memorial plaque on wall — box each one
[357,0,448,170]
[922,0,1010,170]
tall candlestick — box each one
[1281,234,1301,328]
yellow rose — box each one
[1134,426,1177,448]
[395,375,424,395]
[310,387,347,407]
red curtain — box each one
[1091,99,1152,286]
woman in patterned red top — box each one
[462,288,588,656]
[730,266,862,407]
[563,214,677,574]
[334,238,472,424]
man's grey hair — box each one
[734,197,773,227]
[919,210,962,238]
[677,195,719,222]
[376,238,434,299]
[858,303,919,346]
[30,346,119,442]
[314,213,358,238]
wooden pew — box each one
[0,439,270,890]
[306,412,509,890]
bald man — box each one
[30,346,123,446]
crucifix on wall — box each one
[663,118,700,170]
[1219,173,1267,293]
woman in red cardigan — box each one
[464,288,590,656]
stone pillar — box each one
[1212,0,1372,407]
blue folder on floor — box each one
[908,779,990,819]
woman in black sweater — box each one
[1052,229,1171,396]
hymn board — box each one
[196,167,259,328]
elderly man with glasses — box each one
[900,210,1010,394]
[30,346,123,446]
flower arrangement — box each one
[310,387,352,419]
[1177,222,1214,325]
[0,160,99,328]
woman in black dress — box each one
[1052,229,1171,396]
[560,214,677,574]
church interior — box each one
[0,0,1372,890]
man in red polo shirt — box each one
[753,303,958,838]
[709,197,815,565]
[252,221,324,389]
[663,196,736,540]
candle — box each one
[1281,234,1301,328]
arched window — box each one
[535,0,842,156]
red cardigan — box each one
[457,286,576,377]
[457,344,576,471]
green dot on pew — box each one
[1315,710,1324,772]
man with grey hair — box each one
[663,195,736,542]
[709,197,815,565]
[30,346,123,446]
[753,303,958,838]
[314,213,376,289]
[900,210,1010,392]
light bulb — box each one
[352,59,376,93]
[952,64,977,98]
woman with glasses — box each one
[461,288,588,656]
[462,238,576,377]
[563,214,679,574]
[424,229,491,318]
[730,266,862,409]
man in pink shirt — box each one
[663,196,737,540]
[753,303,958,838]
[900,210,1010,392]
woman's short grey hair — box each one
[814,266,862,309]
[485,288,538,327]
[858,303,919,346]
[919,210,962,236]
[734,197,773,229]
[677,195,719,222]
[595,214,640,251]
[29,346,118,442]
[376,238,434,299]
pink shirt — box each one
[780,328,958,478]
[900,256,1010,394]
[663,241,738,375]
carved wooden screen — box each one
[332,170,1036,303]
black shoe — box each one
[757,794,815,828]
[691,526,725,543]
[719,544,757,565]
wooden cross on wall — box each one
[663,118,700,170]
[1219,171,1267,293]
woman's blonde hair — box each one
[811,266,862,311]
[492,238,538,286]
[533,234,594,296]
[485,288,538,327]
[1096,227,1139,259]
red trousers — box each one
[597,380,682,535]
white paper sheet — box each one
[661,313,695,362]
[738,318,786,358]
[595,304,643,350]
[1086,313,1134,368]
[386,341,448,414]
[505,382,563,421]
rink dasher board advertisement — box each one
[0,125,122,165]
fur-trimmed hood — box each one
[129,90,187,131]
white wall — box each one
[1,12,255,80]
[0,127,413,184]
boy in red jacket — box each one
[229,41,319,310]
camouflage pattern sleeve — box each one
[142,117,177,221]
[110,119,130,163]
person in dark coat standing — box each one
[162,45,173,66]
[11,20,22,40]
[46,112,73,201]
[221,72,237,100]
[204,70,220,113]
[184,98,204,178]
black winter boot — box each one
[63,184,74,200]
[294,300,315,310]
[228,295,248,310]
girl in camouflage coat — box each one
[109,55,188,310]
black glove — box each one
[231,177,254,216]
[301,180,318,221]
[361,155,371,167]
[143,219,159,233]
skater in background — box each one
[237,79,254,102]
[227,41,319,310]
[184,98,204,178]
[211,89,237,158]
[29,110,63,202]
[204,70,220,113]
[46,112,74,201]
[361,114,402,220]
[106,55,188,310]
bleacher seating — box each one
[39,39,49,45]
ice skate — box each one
◆ ◆ ◆ ◆ ◆
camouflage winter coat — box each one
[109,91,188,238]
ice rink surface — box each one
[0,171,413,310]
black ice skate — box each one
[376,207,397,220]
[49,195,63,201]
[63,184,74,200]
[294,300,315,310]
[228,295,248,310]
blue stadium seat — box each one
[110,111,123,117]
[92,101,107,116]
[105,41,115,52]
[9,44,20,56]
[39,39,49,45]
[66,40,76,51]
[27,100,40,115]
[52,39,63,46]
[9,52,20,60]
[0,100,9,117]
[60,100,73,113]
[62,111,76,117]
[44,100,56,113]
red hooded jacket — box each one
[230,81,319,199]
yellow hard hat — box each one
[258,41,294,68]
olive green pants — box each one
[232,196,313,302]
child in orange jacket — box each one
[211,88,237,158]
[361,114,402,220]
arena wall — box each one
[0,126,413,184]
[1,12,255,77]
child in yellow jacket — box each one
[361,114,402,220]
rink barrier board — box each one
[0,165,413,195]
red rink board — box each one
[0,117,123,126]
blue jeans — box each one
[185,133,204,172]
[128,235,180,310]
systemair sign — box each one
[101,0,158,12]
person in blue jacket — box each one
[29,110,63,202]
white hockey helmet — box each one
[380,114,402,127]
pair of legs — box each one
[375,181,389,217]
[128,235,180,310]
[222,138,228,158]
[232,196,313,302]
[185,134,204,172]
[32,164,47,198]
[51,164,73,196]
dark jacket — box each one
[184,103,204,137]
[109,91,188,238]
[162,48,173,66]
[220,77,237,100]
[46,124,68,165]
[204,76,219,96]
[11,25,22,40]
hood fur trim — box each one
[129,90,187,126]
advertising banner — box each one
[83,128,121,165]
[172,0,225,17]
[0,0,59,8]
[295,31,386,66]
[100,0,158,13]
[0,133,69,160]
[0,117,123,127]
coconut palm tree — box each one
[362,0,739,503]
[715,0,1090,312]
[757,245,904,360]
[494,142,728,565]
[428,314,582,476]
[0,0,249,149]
◆ ◆ ◆ ◆ ◆
▶ **Request**
Reproduce the records in the stretch from "memorial plaque on wall — box each one" through "[535,0,842,156]", replacing "stone pillar" with "marble column" and leaving everything else unchanged.

▶ **Answer to the task**
memorial plaque on wall — box each one
[357,0,448,170]
[922,0,1010,170]
tall candlestick — box each one
[1281,234,1301,328]
yellow rose — box each one
[1134,426,1177,448]
[395,375,424,395]
[310,387,347,407]
red curtain — box each one
[1091,99,1152,286]
woman in patterned red top — box each one
[462,288,588,656]
[730,266,862,407]
[563,214,677,574]
[334,238,472,424]
man's grey hair — box each one
[734,197,773,227]
[919,210,962,238]
[677,195,719,222]
[376,238,434,299]
[858,303,919,346]
[30,346,119,442]
[314,213,358,238]
wooden pew — box each one
[0,439,270,890]
[306,412,509,890]
bald man — box each one
[30,346,123,446]
crucifix on wall — box each one
[663,118,700,170]
[1219,173,1267,293]
woman in red cardigan — box each one
[464,288,590,656]
marble column — box each one
[1212,0,1372,407]
blue folder on floor — box each one
[908,779,990,819]
woman in black sweater — box each one
[1052,229,1171,396]
hymn board — box each one
[196,167,259,328]
elderly man with glasses — box each one
[900,210,1010,394]
[30,346,123,446]
flower arrangement — box each one
[310,387,352,419]
[1177,222,1214,325]
[0,160,99,328]
woman in black dress — box each one
[1052,229,1171,396]
[560,214,677,574]
church interior — box each one
[0,0,1372,890]
man in red polo shirt — box each one
[753,303,958,838]
[709,197,815,565]
[252,221,324,389]
[663,196,736,540]
candle — box each one
[1281,234,1301,328]
arched window — box each one
[535,0,842,156]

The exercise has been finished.